**Kutipan**
━━━━━━━━━━

POINSEMBILAN.COM-MAJENE, Kota Tua, Assamalewuang merupakan beberapa sebutan yang sangat sering didengarkan dan disematkan untuk Kabupaten Majene. Namun secara legalitas hukum dan tampilan pada logo Majene saat ini belum mengakomodir semboyan yang menggambarkan Majene secara umum.
Faktanya lagi dari enam Kabupaten di Sulbar, hanya Kabupaten Majene yang tidak memiliki semboyan pada logo daerah. Hal tersebut menjadi pembahasan pada rapat koordinasi Anggota DPRD Sulbar bersama Pemerintah Kabupaten Majene sekaligus mendengarkan paparan dan makna Filosofis serta semboyan Kabupaten Majene oleh Anggota TBUP3D yang juga Budayawan Mandar Darmansyah.

━━━━━━━━━━

**Entri Hasil Ekstraksi**

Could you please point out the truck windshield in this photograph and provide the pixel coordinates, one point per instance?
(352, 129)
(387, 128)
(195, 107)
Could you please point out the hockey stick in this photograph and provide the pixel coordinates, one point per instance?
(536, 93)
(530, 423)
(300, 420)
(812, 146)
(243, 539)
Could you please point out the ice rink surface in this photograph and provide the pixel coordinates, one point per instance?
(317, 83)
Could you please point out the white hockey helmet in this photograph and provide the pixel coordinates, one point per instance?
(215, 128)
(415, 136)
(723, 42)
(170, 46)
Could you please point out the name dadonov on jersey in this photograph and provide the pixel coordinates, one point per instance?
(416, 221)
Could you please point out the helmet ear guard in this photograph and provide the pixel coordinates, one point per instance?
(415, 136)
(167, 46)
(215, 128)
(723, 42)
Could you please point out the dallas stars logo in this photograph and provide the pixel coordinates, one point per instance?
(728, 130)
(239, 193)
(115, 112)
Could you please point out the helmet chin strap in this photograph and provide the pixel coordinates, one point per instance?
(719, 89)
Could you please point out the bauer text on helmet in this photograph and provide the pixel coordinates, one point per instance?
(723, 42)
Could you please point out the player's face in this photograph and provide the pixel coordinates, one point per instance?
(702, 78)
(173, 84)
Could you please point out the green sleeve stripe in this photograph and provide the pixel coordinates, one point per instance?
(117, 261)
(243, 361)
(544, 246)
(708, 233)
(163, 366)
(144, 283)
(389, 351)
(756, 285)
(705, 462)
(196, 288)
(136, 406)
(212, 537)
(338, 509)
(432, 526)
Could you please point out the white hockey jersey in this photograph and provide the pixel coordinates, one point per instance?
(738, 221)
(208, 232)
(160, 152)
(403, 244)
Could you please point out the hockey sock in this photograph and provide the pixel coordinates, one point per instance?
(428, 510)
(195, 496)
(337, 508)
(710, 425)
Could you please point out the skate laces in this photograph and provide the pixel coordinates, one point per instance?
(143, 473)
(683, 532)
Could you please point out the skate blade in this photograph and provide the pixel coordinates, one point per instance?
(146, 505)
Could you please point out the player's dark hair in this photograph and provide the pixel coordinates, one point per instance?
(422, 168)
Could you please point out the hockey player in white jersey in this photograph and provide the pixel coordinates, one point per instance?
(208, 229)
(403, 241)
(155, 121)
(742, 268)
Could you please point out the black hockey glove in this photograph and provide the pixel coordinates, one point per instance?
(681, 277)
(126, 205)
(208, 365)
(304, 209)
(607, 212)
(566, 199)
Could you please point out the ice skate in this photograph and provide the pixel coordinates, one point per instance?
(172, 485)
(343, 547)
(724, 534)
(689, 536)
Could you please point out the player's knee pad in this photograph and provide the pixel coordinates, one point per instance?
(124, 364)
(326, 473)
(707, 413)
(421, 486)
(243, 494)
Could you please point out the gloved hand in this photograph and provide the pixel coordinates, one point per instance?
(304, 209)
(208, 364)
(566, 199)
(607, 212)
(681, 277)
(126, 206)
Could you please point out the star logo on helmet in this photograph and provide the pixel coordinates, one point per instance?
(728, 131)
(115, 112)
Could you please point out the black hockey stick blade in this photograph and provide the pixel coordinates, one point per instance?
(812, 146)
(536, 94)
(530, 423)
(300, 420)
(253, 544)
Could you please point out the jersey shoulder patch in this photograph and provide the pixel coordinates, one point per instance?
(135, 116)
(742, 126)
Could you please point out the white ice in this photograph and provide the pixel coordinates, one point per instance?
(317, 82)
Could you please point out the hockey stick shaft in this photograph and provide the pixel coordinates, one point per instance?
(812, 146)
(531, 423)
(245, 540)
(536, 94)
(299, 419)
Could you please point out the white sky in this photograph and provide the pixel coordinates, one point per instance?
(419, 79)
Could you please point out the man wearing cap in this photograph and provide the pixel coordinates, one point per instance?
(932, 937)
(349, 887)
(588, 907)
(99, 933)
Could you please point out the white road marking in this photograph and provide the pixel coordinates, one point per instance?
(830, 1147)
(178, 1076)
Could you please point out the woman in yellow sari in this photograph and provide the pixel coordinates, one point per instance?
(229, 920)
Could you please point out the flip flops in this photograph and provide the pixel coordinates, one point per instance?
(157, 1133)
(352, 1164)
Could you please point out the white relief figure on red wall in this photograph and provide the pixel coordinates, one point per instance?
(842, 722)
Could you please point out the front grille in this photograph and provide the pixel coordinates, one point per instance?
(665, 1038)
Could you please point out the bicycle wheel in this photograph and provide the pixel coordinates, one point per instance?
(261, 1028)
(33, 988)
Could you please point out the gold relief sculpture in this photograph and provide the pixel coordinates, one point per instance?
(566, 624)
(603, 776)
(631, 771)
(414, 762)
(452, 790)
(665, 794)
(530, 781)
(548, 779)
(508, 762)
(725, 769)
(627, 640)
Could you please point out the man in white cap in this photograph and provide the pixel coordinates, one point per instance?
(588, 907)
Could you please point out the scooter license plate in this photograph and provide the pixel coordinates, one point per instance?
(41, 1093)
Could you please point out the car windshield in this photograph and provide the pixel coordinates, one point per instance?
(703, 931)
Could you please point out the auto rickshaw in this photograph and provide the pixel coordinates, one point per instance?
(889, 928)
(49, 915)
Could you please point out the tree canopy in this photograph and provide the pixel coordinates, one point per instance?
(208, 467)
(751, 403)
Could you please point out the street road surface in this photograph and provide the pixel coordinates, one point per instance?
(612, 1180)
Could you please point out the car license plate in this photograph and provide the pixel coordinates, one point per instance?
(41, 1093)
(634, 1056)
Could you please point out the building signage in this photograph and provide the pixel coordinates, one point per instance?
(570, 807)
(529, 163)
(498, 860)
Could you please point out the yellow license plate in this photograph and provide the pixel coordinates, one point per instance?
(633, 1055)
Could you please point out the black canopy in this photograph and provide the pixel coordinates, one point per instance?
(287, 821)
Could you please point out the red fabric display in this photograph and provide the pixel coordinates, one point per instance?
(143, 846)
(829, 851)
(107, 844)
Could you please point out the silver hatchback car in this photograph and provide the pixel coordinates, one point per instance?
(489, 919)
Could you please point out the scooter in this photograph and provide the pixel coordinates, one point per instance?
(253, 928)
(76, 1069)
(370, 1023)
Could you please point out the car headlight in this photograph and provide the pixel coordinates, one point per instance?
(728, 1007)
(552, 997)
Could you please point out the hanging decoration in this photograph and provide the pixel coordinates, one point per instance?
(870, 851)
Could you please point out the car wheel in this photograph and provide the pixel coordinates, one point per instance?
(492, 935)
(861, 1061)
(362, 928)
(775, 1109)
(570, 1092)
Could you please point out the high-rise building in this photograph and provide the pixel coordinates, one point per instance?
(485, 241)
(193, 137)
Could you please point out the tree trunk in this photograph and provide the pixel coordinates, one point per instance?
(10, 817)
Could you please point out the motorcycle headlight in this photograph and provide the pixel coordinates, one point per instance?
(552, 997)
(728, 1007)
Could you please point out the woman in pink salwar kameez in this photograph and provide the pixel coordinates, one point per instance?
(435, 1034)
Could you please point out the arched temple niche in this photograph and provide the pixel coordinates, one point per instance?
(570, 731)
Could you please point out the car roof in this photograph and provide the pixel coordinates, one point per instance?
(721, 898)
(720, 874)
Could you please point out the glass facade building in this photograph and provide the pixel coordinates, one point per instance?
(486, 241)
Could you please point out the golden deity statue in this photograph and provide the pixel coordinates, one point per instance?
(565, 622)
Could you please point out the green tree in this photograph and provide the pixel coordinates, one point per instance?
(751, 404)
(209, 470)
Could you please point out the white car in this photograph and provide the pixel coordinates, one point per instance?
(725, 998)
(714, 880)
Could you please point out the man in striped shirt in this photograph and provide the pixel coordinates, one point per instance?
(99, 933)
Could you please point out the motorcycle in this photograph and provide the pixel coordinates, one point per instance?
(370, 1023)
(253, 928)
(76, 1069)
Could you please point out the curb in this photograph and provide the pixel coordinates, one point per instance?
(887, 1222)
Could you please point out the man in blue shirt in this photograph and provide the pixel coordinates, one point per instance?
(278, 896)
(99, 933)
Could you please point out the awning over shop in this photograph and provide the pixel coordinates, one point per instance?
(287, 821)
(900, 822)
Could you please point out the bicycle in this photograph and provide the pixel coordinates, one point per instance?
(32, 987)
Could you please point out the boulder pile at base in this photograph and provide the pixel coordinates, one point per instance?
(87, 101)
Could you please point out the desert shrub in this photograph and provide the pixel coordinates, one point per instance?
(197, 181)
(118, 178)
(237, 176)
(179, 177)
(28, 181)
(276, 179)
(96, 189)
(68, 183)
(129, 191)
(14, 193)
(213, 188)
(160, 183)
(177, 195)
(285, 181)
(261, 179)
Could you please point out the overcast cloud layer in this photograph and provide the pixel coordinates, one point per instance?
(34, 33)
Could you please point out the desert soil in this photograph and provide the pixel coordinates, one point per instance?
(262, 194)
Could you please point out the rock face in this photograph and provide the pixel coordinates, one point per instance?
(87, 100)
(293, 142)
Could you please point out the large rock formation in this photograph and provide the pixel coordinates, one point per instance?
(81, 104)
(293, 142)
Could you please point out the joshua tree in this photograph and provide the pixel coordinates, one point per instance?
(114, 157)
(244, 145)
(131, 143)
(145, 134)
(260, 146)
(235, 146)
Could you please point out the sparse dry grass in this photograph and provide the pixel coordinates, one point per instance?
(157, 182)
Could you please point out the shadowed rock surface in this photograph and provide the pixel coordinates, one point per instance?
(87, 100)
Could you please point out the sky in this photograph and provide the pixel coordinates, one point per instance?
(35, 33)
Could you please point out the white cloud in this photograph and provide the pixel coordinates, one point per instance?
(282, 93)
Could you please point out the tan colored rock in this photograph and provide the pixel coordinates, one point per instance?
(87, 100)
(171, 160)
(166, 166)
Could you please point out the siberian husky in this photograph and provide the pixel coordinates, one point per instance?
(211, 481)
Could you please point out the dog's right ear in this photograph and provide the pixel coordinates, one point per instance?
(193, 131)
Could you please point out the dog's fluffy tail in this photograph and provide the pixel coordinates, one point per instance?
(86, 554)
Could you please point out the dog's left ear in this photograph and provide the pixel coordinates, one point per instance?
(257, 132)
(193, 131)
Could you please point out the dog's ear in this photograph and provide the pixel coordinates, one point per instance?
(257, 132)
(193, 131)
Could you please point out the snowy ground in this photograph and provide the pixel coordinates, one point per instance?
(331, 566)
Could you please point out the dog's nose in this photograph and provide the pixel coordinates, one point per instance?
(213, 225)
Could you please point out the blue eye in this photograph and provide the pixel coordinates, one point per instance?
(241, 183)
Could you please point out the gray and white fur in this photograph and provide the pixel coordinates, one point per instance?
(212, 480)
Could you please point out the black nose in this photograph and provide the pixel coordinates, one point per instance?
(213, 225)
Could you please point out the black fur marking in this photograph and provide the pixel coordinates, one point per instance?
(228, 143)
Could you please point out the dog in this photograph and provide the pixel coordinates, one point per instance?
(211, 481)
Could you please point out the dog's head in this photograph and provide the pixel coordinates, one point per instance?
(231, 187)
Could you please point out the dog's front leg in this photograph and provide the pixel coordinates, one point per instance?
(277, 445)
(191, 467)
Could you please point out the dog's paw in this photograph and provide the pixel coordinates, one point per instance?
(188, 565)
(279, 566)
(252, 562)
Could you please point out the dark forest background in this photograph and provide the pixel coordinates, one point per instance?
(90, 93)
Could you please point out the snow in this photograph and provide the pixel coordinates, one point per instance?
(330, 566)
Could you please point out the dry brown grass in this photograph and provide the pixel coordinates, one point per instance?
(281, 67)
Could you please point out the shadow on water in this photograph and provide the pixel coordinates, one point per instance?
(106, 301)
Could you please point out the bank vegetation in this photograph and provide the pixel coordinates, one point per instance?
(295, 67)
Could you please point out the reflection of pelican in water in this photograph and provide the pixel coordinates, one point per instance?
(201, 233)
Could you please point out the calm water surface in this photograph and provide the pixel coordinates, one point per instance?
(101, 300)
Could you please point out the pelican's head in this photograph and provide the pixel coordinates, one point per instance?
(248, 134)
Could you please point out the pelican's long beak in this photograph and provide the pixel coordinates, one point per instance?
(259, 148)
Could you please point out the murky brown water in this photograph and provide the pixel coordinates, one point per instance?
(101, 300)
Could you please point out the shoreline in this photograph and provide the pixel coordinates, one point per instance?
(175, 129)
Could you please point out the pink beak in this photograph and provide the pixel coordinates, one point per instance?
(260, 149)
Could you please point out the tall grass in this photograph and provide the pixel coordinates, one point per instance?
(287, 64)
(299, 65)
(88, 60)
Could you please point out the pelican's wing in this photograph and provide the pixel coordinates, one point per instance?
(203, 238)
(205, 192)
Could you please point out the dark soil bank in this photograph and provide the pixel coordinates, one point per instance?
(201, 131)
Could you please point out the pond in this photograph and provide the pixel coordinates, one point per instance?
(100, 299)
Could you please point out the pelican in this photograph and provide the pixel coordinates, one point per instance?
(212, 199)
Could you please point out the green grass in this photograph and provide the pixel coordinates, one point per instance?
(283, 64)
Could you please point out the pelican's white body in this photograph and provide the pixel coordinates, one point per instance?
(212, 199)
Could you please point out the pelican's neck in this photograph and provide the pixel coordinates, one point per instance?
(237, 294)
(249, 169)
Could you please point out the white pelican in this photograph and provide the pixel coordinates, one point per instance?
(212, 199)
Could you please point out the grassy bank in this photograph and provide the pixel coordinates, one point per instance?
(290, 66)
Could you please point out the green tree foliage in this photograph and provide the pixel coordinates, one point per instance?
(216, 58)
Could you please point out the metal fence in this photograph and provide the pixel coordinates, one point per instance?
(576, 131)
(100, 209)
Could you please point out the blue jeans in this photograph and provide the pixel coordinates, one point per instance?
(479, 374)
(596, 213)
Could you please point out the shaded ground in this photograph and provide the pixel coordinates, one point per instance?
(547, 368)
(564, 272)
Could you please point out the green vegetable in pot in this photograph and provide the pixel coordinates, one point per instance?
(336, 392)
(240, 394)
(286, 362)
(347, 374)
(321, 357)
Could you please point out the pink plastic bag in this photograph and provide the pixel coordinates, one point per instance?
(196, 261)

━━━━━━━━━━

**Tugas Dikerjakan**
1 > Sajikan sebagai daftar JSON berisi string semua baris catatan di atas, mulai dari baris yang memuat "Could you please point out the auto" sampai baris yang memuat "(612, 1180)", kedua baris itu termasuk. Satu string untuk tiap baris, dan baris kosong tidak dimasukkan.
2 > Teruskan berita tentang semboyan Kabupaten Majene dari bagian terakhirnya.

**Jawaban yang Diharapkan**
1 >
[
  "Could you please point out the auto rickshaw in this photograph and provide the pixel coordinates, one point per instance?",
  "(889, 928)",
  "(49, 915)",
  "Could you please point out the tree canopy in this photograph and provide the pixel coordinates, one point per instance?",
  "(208, 467)",
  "(751, 403)",
  "Could you please point out the street road surface in this photograph and provide the pixel coordinates, one point per instance?",
  "(612, 1180)"
]

2 >
Kegiatan yang berlangsung Selasa 4 Januari 2022 di ruang pola Kantor Bupati Majene bertujuan untuk berkomunikasi dan menjaring masukan dari Pemda Majene.
Darmansyah mengatakan, selain tidak memiliki semboyan, pada logo Majene saat ini banyak makna yang tidak lagi sesuai dengan relevan lagi dengan realitasnya. Ia mencontohkan pada gambar daun kelapa yang berwarna hijau berjumlah 20 lembar memberi makna bahwa Majene terdiri dari 20 Desa pada tahun 1979. Warna kuning adalah mayang kelapa (burewe) berjumlah 126 biji melambangkan Majene terdiri dari 126 kampung.
Tidak hanya itu, empat kotak pada lambang depan berwarna merah, putih, hijau dan biru menandakan bahwa 4 Kecamatan. “Dekarang banyak makna tidak sesuai lagi, Majene dulu hanya 20 Desa tapi sekarang sudah 82 Desa Kecamatan juga sudah delapan,” papar Darmansyah.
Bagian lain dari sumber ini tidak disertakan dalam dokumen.